Document extract:

——————————

Live streaming is the broadcasting of live events over the internet and they are fast becoming a mainstay in the realm of sports. Likewise, it is gaining popularity among the sporting community in Singapore, particularly with the success and appeal of national sports such as soccer, badminton, and basketball. For National Sports Associations (NSAs) and Singapore Sports Council (SSC), the integration of live streaming technology can bring a plethora of benefits, serving as a relatively low-cost, high-impact platform to expose athletes and their sports. Documented success stories can lead to potential sponsorship deals for the athletes from the private sector. However, it is not all paradise and roses. It is not an easy feat, and there are substantial challenges and limitations which have yet to be fully addressed: the two main ones being technical issues and connectivity problems, and copyright and licensing restrictions.

——————————

Records provided:
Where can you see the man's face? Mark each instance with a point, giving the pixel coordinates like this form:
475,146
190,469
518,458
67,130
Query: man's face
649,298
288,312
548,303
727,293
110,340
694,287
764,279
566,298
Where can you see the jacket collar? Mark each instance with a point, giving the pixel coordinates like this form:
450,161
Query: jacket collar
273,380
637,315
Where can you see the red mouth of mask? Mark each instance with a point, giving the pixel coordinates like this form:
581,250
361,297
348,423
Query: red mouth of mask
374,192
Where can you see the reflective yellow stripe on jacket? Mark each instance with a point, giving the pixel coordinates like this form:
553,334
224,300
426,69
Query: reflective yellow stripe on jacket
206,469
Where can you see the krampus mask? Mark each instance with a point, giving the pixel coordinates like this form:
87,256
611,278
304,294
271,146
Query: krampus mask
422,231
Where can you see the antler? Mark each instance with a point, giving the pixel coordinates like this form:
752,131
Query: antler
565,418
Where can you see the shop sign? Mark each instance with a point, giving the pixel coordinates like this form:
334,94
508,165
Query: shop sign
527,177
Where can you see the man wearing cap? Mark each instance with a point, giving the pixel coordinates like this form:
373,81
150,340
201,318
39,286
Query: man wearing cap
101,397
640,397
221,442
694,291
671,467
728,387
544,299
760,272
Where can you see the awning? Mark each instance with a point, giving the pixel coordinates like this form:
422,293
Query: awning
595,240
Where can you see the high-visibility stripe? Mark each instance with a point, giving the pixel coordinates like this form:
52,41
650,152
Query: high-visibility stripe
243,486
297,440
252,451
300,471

——————————

Required actions:
[a] According to the passage on sports live streaming in Singapore, what are the two main challenges that have yet to be fully addressed?
[b] Do these statements agree with the passage on sports live streaming in Singapore? (i) Live streaming is described as a relatively low-cost platform for exposing athletes. (ii) The challenges of live streaming have been fully addressed. (iii) Tennis is one of the national sports the passage names.
[c] Extend the passage on sports live streaming in Singapore, picking up after its final sentence.

Exercise responses:
[a] Technical issues and connectivity problems, and copyright and licensing restrictions.

[b]
(i) Yes: "serving as a relatively low-cost, high-impact platform to expose athletes and their sports"
(ii) No: "substantial challenges and limitations which have yet to be fully addressed"
(iii) No: "national sports such as soccer, badminton, and basketball"

[c]
Technical Issues and Connectivity Problems

The issue of interactivity is a pertinent one in Singapore. With the switch over to digital TV only a few years away, Singapore is currently facing digital divide issues with many of the elderly population and low-income families, with an estimated 10% of Singaporean households owning neither a computer nor internet access (Tay, 2009). This is significant as the elderly demographic forms a large majority of the current volunteer force in local athletic events and would likely be interested in watching these events being streamed online. The lack of internet and computer access may also impact upon low-income families, making it difficult for them to watch these events. Both groups may be alienated if there is no longer free-to-air coverage of these events when the FTA channels are eventually migrated to online broadcasting.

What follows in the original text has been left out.